An explosion in one of the research centers at Iran’s Parchin military complex near the capital Tehran has killed one engineer and injured another employee.
Fars news agency, close to Iran’s Revolutionary Guard, cited the Defense Ministry on Thursday that investigations into the cause of the Wednesday evening “industrial accident” were underway.
“On Wednesday evening, in an accident that took place in one of the research units of the Defense Ministry in the Parchin area, engineer Ehsan Ghadbeigi was martyred and one of his colleagues injured,” the ministry said.
The ministry did not elaborate on the accident or provide further details, but identified the engineer who died as Ehsan Ghadbeigi. IntelliTimes blog said that he specialized in mechanical engineering at Sheriff University and worked in materials-related fields, that could integrate with Iran's missile or nuclear programs.
Located 60 kilometers (37 miles) southeast of Tehran, Parchin is a sensitive military site housing several industrial and research units, where Western security services believe Iran carried out tests related to nuclear bomb detonations more than a decade ago. It is also closely linked with the Khojir missile production complex.
The International Atomic Energy Agency previously said it suspected Iran conducted tests of explosive triggers that could be used in nuclear weapons at the site.
In 2015, Tehran allowed the UN nuclear watchdog to take environmental samples at the military site to make an assessment of "possible military dimensions" of the Islamic Republic’s nuclear program.
Iran’s missile and space programs have suffered a series of mysterious explosions in recent years. In 2020, a giant explosion occurred in the area of Parchin at a gas storage facility, rattling the capital and sending a massive fireball into the sky near Tehran.
Iran has accused Israel of carrying out several attacks on facilities linked to its nuclear program and of killing its nuclear scientists over the past years.
Last April, Natanz nuclear facility in the central province of Esfahan was hit by what Iran described as "sabotage" a day after it unveiled feeding gas to several centrifuges. A blackout that seemed to have been caused by a deliberately planned blast hit the nuclear facility, causing damage to the electrical distribution grid.
Iranian officials, including the then-head of the Atomic Energy Organization of Iran, Ali Akbar Salehi, as well as several Israeli media said this operation was a cyber-attack carried out by the Mossad intelligence service.
"Condemning this despicable move, the Islamic Republic of Iran emphasizes the need for the international community and the International Atomic Energy Agency to deal with this nuclear terrorism," Salehi said, adding that "Iran reserves the right to take action against the perpetrators."
Israel publicly rejected to confirm or deny any responsibility for the incident. The attack included a cyber-warfare known as the Olympic Games that involved the use of the Stuxnet computer virus, destroying hundreds of centrifuges.

▸ What this task involves: According to the report on the Parchin explosion, how far from Tehran is Parchin located, and in which direction?

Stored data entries

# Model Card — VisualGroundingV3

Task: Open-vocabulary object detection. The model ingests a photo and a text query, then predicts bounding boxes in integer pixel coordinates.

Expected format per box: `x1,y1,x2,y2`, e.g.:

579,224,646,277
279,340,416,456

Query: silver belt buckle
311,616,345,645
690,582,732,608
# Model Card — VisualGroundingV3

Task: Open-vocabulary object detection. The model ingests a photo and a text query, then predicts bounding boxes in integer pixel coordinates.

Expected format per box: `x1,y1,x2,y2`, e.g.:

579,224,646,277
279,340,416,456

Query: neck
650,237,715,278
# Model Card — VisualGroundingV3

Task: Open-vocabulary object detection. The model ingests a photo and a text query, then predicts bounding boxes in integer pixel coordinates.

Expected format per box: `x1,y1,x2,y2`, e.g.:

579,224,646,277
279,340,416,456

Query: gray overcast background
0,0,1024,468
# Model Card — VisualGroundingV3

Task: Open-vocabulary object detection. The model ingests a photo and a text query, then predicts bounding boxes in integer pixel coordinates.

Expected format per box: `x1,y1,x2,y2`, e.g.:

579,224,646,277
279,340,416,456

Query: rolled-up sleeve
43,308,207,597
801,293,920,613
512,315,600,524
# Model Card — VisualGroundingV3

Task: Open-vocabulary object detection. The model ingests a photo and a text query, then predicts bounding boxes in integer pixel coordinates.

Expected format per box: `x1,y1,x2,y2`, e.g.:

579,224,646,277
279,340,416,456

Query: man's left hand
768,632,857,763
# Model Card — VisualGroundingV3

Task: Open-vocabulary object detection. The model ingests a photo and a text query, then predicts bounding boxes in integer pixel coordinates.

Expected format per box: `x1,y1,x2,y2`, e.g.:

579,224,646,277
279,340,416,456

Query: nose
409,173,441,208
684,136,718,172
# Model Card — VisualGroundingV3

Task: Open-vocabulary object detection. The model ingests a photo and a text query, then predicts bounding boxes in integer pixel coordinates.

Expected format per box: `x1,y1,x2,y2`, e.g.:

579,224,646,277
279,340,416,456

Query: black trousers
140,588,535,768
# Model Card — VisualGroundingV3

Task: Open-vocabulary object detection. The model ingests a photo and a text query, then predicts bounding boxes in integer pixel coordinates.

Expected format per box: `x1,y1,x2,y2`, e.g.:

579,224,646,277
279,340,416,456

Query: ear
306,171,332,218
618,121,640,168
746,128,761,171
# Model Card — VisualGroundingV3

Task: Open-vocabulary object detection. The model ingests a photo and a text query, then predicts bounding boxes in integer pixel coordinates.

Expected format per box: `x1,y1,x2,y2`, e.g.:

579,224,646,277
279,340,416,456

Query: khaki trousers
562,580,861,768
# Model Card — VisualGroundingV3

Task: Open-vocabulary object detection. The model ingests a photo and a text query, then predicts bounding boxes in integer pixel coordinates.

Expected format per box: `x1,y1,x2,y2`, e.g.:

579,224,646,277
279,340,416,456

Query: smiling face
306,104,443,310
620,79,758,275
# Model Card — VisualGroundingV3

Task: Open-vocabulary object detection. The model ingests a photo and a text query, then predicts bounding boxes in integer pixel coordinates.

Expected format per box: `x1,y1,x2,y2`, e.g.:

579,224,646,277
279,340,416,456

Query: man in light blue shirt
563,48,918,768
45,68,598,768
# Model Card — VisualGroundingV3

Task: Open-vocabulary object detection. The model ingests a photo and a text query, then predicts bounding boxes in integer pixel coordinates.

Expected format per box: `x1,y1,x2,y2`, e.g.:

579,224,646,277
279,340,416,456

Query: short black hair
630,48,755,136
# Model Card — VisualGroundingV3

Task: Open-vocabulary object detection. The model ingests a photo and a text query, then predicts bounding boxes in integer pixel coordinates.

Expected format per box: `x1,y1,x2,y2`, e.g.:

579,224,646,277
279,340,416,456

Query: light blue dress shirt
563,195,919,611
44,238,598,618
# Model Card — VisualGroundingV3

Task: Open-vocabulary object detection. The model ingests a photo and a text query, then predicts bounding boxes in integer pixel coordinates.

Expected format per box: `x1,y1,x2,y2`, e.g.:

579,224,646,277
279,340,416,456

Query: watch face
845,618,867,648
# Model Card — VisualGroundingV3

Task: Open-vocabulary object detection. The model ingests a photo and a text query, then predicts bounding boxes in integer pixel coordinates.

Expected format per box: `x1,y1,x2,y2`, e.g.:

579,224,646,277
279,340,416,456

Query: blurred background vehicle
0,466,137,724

▸ Reply to the exercise: 60 kilometers (37 miles) southeast of Tehran.